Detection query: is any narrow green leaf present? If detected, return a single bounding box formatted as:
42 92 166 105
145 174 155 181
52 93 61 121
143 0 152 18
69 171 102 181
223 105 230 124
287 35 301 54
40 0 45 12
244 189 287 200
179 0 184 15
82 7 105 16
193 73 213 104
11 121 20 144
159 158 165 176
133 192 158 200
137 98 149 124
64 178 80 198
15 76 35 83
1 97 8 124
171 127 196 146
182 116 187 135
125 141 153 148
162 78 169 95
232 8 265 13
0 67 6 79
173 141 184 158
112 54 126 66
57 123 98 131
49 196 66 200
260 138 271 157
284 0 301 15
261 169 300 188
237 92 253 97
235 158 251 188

Goal
Copy each line of the data exactly, leaving nothing out.

Result of the task
Detection query: is any narrow green leaf present? If detected, return a single bounding box formatted as:
42 92 166 105
145 174 155 181
52 93 61 121
143 0 152 18
69 171 102 181
223 105 230 124
287 35 301 54
40 0 45 12
244 189 287 200
179 0 184 15
82 7 105 16
193 73 213 104
11 121 20 144
159 158 165 176
133 192 158 200
137 98 149 124
64 178 80 198
15 76 35 83
1 97 8 124
171 127 196 146
182 116 187 135
125 141 153 148
162 78 169 95
232 8 265 13
0 67 6 79
173 141 184 158
112 54 126 66
57 123 98 131
49 196 66 200
260 138 271 157
284 0 301 15
261 169 300 188
237 92 253 97
235 158 251 188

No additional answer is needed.